**YOUR OBJECTIVE:** Turn the lines of the records below into a numbered list, leaving out any blank lines.

**AVAILABLE RECORDS:**
Content starts
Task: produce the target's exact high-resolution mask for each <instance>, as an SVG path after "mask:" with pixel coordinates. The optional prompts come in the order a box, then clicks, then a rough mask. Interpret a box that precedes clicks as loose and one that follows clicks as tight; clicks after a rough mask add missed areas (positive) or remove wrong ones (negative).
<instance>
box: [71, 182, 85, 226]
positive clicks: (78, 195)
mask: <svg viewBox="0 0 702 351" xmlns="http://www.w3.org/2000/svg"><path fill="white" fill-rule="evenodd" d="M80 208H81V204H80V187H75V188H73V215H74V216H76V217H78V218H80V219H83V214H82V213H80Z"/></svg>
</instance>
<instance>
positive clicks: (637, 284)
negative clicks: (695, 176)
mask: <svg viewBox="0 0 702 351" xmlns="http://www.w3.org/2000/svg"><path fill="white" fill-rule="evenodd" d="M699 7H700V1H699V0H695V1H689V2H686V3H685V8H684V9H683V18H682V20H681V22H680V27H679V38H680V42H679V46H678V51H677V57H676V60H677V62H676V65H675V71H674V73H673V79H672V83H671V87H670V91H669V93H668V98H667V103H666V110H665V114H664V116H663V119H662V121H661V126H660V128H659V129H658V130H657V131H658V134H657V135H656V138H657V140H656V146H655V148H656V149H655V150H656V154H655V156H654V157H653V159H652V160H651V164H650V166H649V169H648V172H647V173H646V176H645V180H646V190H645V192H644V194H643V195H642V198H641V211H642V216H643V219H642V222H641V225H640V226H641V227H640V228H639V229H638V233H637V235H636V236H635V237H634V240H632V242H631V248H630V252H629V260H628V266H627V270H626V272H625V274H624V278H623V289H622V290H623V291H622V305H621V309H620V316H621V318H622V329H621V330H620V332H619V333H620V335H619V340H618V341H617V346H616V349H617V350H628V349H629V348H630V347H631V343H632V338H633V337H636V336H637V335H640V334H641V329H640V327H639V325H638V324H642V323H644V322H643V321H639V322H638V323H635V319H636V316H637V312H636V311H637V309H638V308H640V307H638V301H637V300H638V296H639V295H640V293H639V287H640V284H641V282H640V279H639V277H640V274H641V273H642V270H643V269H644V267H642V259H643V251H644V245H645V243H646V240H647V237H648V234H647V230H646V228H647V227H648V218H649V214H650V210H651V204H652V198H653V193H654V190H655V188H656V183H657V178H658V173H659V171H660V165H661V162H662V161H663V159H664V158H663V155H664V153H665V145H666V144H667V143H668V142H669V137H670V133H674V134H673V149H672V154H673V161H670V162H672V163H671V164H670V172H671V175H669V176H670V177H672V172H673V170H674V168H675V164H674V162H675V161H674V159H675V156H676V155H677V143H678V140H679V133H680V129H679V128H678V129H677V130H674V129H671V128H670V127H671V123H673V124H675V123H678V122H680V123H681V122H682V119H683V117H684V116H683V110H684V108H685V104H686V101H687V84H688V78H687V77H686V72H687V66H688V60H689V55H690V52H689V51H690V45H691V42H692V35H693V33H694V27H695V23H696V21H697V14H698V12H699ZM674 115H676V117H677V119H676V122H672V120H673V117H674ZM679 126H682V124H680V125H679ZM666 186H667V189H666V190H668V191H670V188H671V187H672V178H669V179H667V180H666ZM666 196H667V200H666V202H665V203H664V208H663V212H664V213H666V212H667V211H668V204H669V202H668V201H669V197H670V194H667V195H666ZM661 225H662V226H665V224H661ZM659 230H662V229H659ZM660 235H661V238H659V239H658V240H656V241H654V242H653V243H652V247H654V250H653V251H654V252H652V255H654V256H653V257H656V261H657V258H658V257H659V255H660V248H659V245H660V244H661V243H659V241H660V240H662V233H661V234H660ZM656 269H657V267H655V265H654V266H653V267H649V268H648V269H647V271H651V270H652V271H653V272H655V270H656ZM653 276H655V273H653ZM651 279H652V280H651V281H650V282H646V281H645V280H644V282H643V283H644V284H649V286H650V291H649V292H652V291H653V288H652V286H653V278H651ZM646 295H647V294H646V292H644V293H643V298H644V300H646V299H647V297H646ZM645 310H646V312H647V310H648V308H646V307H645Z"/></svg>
Content ends
**EXERCISE OUTPUT:**
1. Task: produce the target's exact high-resolution mask for each <instance>, as an SVG path after "mask:" with pixel coordinates. The optional prompts come in the order a box, then clicks, then a rough mask. Interpret a box that precedes clicks as loose and one that follows clicks as tight; clicks after a rough mask add missed areas (positive) or remove wrong ones (negative).
2. <instance>
3. box: [71, 182, 85, 226]
4. positive clicks: (78, 195)
5. mask: <svg viewBox="0 0 702 351" xmlns="http://www.w3.org/2000/svg"><path fill="white" fill-rule="evenodd" d="M80 208H81V204H80V187H75V188H73V215H74V216H76V217H78V218H80V219H83V214H82V213H80Z"/></svg>
6. </instance>
7. <instance>
8. positive clicks: (637, 284)
9. negative clicks: (695, 176)
10. mask: <svg viewBox="0 0 702 351" xmlns="http://www.w3.org/2000/svg"><path fill="white" fill-rule="evenodd" d="M699 7H700V1H699V0H695V1H689V2H686V3H685V8H684V9H683V18H682V20H681V22H680V27H679V38H680V42H679V46H678V51H677V57H676V60H677V62H676V65H675V71H674V73H673V79H672V83H671V87H670V91H669V93H668V98H667V103H666V110H665V114H664V116H663V119H662V121H661V126H660V128H659V129H658V130H657V131H658V134H657V135H656V138H657V140H656V146H655V148H656V149H655V150H656V154H655V156H654V157H653V159H652V160H651V164H650V166H649V169H648V172H647V173H646V176H645V180H646V190H645V192H644V194H643V195H642V198H641V211H642V216H643V219H642V222H641V225H640V226H641V227H640V228H639V229H638V233H637V235H636V236H635V237H634V240H632V242H631V248H630V252H629V260H628V266H627V270H626V272H625V274H624V278H623V289H622V290H623V291H622V305H621V309H620V316H621V318H622V329H621V330H620V332H619V333H620V335H619V340H618V341H617V346H616V349H617V350H628V349H629V348H630V347H631V343H632V338H633V337H636V336H637V335H640V334H641V329H640V327H639V325H638V324H642V323H644V322H643V321H639V322H638V323H635V319H636V316H637V312H636V311H637V309H638V308H640V307H638V301H637V300H638V296H639V295H640V293H639V287H640V284H641V282H640V279H639V277H640V274H641V273H642V270H643V269H644V267H642V259H643V251H644V245H645V243H646V240H647V237H648V234H647V230H646V228H647V227H648V218H649V214H650V210H651V204H652V198H653V193H654V190H655V188H656V183H657V178H658V173H659V171H660V165H661V162H662V161H663V159H664V158H663V155H664V153H665V145H666V144H667V143H668V142H669V137H670V133H674V134H673V149H672V154H673V161H670V162H672V163H671V164H670V172H671V175H669V176H670V177H672V172H673V170H674V168H675V164H674V162H675V161H674V159H675V156H676V155H677V143H678V140H679V133H680V129H679V128H678V129H677V130H674V129H671V128H670V127H671V123H673V124H675V123H678V122H680V123H681V122H682V119H683V117H684V116H683V110H684V108H685V104H686V101H687V84H688V78H687V77H686V72H687V66H688V60H689V55H690V52H689V51H690V45H691V42H692V35H693V33H694V27H695V23H696V21H697V14H698V12H699ZM674 115H676V117H677V119H676V122H672V120H673V117H674ZM679 126H682V124H680V125H679ZM666 186H667V189H666V190H668V191H670V188H671V187H672V178H669V179H667V180H666ZM666 196H667V200H666V202H665V203H664V208H663V212H664V213H666V212H667V211H668V204H669V202H668V201H669V197H670V194H667V195H666ZM661 225H662V226H665V224H661ZM659 230H662V229H659ZM660 235H661V238H659V239H658V240H656V241H654V242H653V243H652V247H654V250H653V251H654V252H652V255H654V256H653V257H656V261H657V258H658V257H659V255H660V248H659V245H660V244H661V243H659V241H660V240H662V233H661V234H660ZM656 269H657V267H655V265H654V266H653V267H649V268H648V269H647V271H651V270H652V271H653V272H655V270H656ZM653 276H655V273H653ZM651 279H652V280H651V281H650V282H646V281H645V280H644V282H643V283H644V284H649V286H650V291H649V292H652V291H653V288H652V286H653V278H651ZM646 295H647V294H646V292H644V293H643V298H644V300H646V299H647V297H646ZM645 310H646V312H647V310H648V308H646V307H645Z"/></svg>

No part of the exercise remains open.